━━━ SOURCE EXTRACT ━━━

News Release

Finding of heart drug interaction suggests path to more effective treatment

Peer-Reviewed Publication

Duke University Medical Center

Durham, N.C. -- Key cellular receptors that regulate the heart's response to stress interact much more closely than previously suspected -- a finding that suggests some heart patients could be treated more effectively with fewer drugs, Duke University Medical Center researchers say.

Rather than functioning independently, receptors that control normal heart function -- beta-adrenergic receptors and angiotensin II receptors -- join to form receptor complexes, the researchers found. What's more, drugs used to treat heart failure by blocking a single receptor actually have a dual effect, the Duke team reports in a forthcoming issue of the American Heart Association journal Circulation. Instead of only blocking the function of one form of receptor, the drugs -- known as beta blockers and angiotensin II receptor blockers -- restrict the activity of both.

The finding suggests that patients might not need the multiple blockers commonly prescribed to treat heart failure, said Howard Rockman, M.D., professor of medicine and senior author of the study. A single drug designed to efficiently block both receptors might do the job, he suggested. The National Institutes of Health and the Burroughs Wellcome Fund funded the research.

The activation of beta-adrenergic and angiotensin receptors both alter the activity of the heart. Beta-adrenergic receptors respond to the hormone adrenaline, while angiotensin receptors respond to the hormone angiotensin. Dysfunction of both receptor systems is a hallmark of heart failure, a progressive disorder that affects about 5 million people in the United States.

Cardiologists view the beta-adrenergic receptors as the "life-lines" of the heart, Rockman explained. These receptors control the amount of blood delivered to the tissues of the body in response to environmental situations such as exercise or stress. In heart failure patients, chronic stress leads the body to produce an excess of adrenaline, over-stimulating beta-adrenergic receptors to further weaken the heart in a kind of runaway process, Rockman said.

Angiotensin receptors regulate heart growth and are responsible, in part, for the enlargement of the heart seen in patients with heart failure, Rockman said.

Scientists believe that drugs that block these two kinds of receptors treat heart failure by preventing the heart from responding to the escalating adrenaline stress associated with heart failure, he said.

"We have known that beta receptors and angiotensin receptors talk to each other at the systemic level through the sympathetic nervous system," said Liza Barki-Harrington, Ph.D., a research associate in cardiology at Duke and lead author of the study. "We wanted to know if they also talk to each other at the cellular level through direct receptor-receptor interaction."

━━━ INFORMATION SHOWN ━━━

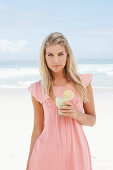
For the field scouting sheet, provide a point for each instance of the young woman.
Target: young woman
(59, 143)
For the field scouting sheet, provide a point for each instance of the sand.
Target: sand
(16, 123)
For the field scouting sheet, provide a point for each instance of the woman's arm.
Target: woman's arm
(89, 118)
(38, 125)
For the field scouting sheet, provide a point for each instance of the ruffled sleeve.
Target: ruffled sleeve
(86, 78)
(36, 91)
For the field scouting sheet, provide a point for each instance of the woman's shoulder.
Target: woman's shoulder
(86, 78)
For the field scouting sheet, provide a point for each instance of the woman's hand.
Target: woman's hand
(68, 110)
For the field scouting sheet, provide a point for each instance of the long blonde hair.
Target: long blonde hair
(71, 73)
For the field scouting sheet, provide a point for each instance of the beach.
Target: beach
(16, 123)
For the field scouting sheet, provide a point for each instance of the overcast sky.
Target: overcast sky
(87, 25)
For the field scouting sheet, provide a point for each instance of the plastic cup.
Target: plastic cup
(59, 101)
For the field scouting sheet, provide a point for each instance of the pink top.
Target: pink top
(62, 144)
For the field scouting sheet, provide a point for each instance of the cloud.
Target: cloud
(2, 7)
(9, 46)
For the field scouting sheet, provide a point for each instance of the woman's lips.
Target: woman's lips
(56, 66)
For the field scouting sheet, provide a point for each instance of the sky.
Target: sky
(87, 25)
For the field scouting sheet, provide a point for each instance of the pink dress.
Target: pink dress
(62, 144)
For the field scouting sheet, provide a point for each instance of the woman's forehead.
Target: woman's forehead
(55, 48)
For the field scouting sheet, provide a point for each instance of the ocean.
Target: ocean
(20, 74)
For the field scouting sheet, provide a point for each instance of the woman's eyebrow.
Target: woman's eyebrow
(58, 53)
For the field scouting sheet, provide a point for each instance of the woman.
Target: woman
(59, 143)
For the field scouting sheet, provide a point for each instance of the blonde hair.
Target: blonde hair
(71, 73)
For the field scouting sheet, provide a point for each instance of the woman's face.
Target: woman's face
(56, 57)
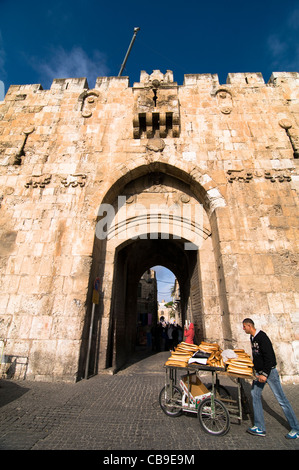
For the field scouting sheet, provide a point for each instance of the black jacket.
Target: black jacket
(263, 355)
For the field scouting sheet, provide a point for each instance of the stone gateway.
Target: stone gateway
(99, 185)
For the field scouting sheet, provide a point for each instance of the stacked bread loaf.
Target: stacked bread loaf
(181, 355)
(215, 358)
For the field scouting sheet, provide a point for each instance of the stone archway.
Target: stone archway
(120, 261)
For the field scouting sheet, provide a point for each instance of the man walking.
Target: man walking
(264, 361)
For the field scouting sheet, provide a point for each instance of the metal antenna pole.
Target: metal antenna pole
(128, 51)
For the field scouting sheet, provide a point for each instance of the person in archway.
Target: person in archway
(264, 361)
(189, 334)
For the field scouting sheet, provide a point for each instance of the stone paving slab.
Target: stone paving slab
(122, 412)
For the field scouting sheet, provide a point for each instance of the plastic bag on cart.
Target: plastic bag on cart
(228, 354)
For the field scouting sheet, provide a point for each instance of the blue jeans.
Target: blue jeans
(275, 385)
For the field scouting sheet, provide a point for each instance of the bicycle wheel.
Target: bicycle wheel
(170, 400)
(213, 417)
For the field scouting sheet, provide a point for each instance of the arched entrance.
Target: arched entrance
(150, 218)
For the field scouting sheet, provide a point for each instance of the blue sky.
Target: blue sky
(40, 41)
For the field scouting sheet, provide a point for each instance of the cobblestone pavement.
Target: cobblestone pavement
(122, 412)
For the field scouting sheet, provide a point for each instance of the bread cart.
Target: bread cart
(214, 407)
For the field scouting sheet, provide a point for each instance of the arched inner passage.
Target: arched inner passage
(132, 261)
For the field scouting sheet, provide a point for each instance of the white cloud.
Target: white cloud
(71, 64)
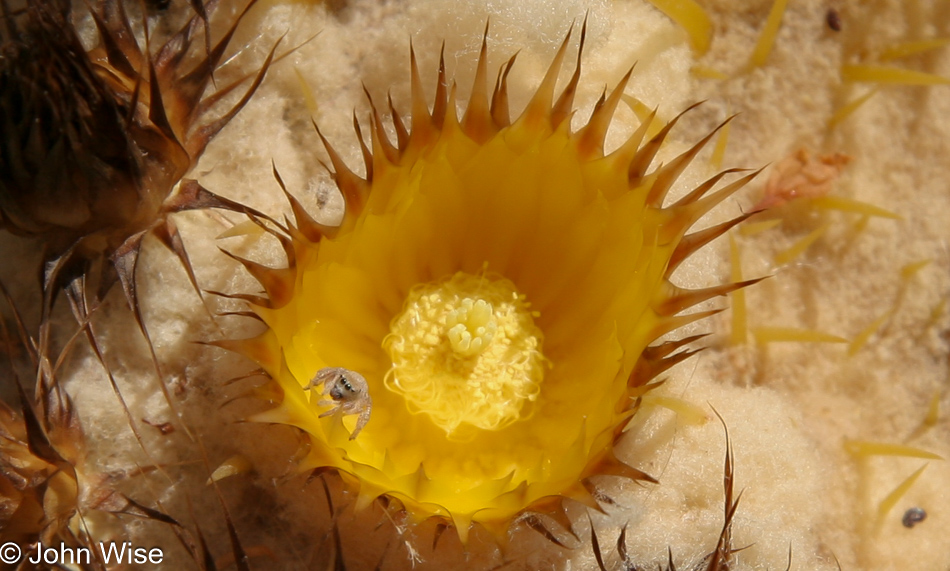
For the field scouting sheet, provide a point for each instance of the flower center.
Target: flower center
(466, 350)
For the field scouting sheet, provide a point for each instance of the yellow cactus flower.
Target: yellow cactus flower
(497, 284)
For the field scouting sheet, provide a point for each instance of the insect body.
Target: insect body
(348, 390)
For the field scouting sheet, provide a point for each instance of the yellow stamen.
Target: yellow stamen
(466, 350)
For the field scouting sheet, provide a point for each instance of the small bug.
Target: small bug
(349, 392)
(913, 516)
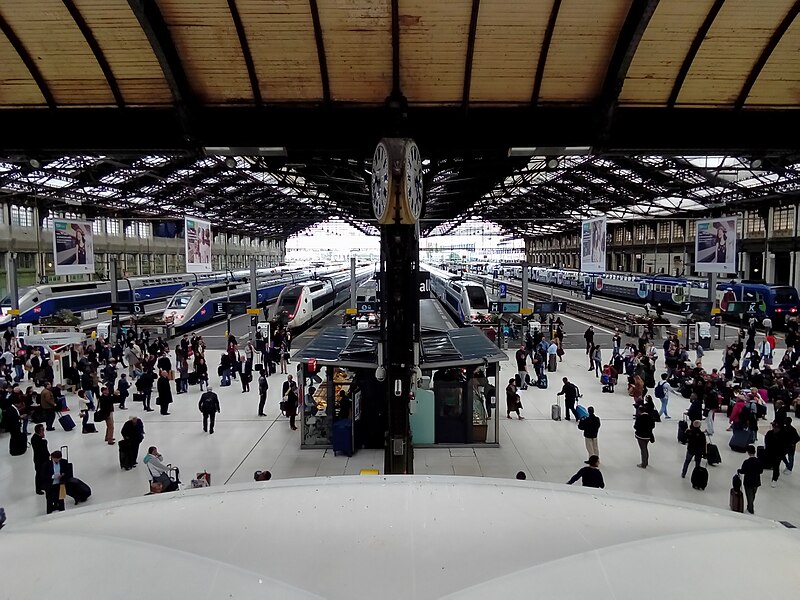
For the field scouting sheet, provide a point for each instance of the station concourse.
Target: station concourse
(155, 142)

━━━
━━━ INFORMATION SHOWN ━━━

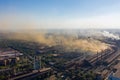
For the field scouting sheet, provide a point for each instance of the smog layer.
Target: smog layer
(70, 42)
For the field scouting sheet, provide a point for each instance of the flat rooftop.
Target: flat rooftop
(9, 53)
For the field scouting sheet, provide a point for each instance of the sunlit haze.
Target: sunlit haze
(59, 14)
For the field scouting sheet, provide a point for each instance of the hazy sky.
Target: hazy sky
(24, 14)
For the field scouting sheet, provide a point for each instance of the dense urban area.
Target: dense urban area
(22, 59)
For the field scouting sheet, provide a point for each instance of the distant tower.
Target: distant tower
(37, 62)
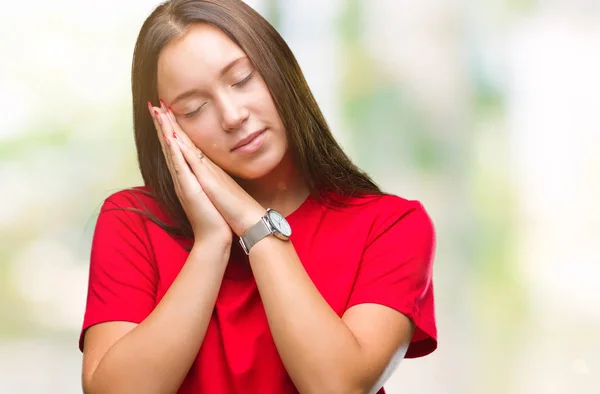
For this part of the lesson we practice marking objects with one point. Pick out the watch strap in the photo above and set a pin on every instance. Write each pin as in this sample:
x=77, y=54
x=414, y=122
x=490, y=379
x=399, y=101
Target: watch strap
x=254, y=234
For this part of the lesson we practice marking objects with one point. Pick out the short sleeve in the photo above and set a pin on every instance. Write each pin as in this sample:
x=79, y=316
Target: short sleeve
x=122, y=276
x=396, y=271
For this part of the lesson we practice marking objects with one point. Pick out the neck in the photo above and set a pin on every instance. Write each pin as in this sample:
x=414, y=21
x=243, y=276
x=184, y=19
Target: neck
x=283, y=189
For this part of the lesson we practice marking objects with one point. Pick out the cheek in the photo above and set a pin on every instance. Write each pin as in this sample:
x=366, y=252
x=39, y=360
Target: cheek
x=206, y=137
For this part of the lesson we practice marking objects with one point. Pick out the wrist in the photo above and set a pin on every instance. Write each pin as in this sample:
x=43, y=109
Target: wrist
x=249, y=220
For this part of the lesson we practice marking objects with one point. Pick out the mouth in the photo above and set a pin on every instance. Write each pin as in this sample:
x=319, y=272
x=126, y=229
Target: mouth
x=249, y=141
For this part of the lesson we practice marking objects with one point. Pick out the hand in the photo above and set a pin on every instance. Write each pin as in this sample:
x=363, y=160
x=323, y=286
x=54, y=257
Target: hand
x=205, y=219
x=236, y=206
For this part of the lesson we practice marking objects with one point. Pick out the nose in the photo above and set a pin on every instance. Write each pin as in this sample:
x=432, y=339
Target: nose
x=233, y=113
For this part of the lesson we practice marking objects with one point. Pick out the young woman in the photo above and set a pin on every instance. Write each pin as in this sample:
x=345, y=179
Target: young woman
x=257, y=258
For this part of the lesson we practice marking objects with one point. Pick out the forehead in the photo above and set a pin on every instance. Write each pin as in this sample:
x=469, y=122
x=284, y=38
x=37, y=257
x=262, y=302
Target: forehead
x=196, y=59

━━━

EXERCISE SET:
1. Do these statements agree with the news release on heart receptors? Answer yes or no for each and quote the deciding words of the release.
(a) The Duke team's findings are reported in the American Heart Association journal Circulation.
(b) Heart failure affects about 10 million people in the United States.
(c) Angiotensin receptors respond to the hormone adrenaline.
2. Extend the news release on heart receptors, picking up after its final paragraph.

YOUR WRITTEN ANSWERS:
1.
(a) Yes: "the Duke team reports in a forthcoming issue of the American Heart Association journal Circulation"
(b) No: "a progressive disorder that affects about 5 million people in the United States"
(c) No: "angiotensin receptors respond to the hormone angiotensin"

2.
When the researchers treated heart muscle cells from adult mice with beta blockers, the cells contracted less than normal in response to a chemical that stimulates angiotensin receptors. Likewise, the heart rates of live mice given an angiotensin receptor blocker failed to increase in response to a chemical that activates beta receptors, a response scientists believed occurred only with a beta blocker. Additional experiments revealed precisely how the two receptors interact to block each other's activity.

The results of the Duke study indicate that drugs that block the function of one receptor type reduce the activity of both simultaneously, said the researchers. The drugs' dual action stems from the fact that beta receptors and angiotensin receptors physically interact, forming linked receptor pairs in heart cells.

"It appears that the success of these drugs in treating heart failure is owed to the fact that they target not just one receptor but two," Rockman said.

Barki-Harrington added, "It's like getting two drugs for the price of one."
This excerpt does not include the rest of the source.